+++ Page +++
Chéreau redistribue le texte Marivaux /Régnaut selon les rapports de force et de complicité qui s’instaurent, pas vrai échange, conversation mais motivations sous jacentes, affrontements vifs
Vingt scènes de la Dispute soumises à d’autres coupes : phases de l’expérience : 7 nuits et 7 jours : étapes d’une initiation ; ( cf création du monde) A la fin de chaque nuitée, un rideau noir s’abaisse puis se relève, ponctuation symbolique du temps. Rite de passage, de l’enfance à la puberté : cérémonie nocturne à la scène.
1ère nuit : on pousse le 1er enfant dans le jardin puis le second. Une fille, un garçon. Pas vraiment 19 ans. Enfance prolongée ignorante des tabous sexuels et de la notion de péché. Chacun d’eux découvre l’autre. Attirance. Envie de dominer.
2ème nuit : découverte de soi-même égocentrisme, besoin d’être admiré de se mirer, narcissisme.
3ème nuit : séparation. La fille souffre de l’absence du garçon, de la solitude, le garçon pareillement.
4ème nuit : la fille rencontre une autre. Rivalité. Erotisme. La seconde fille s’est éprise d’un second garçon.
5ème nuit : les deux garçons se rencontrent. Amitié.
6ème nuit : mensonges, inconstances, trahisons. Changements de partenaires. Eglée enlève Mesrin à Adine. Azor se console avec Adine
7ème nuit : si Eglé a trompé la première, les autres ne se sont pas montrés moins inconstants. Mais ils ont découvert la violence, le désespoir, la folie. En 1976 Azor s’est suicidé. Les auteurs de l’expérience sont accablés par l’expérience tragique ;
Chéreau extrait du texte de Marivaux un matériau générateurs d’actes : jeu très dense qui fait fi du plaisir de dire.
Deux lieux différents: l’un pour le prologue, l’autre pour le reste.
Au milieu des fauteuils d’orchestre un praticable carré de 4 m de côté symbolise le pays des chimères, un îlot social, salon sans murs où collationnent et fument quelques individus richissimes en m temps qu’énigmatique cabinet d’astronome ou d’humaniste éclairé où se dressent des instruments d’optiques. Une expérimentation se prépare devant nous.
De part et d’autre de ce praticable un couloir d’accès ; au bas une petite rampe lumineuse. Le noir alentour et derrière des vapeurs sulfureuses qui montent de la fosse d’orchestre vide.
+++
■ Travail demandé ■
• A. D'après les notes sur la Dispute mise en scène par Chéreau, quelle est la dimension du praticable carré placé au milieu des fauteuils d'orchestre ?
• B. Recopiez fidèlement, dans les notes sur la Dispute mise en scène par Chéreau, le passage allant de « 2ème nuit : découverte » jusqu'à « plaisir de dire. ».
Le listing qui suit n'est pas utile pour ce travail.
+++ Extrait de données +++
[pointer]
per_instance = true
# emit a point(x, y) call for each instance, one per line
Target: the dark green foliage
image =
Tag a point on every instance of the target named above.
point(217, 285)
+++
■ Réponses par tâche ■
• A. Il mesure 4 m de côté.

• B.
2ème nuit : découverte de soi-même égocentrisme, besoin d’être admiré de se mirer, narcissisme.
3ème nuit : séparation. La fille souffre de l’absence du garçon, de la solitude, le garçon pareillement.
4ème nuit : la fille rencontre une autre. Rivalité. Erotisme. La seconde fille s’est éprise d’un second garçon.
5ème nuit : les deux garçons se rencontrent. Amitié.
6ème nuit : mensonges, inconstances, trahisons. Changements de partenaires. Eglée enlève Mesrin à Adine. Azor se console avec Adine
7ème nuit : si Eglé a trompé la première, les autres ne se sont pas montrés moins inconstants. Mais ils ont découvert la violence, le désespoir, la folie. En 1976 Azor s’est suicidé. Les auteurs de l’expérience sont accablés par l’expérience tragique ;
Chéreau extrait du texte de Marivaux un matériau générateurs d’actes : jeu très dense qui fait fi du plaisir de dire.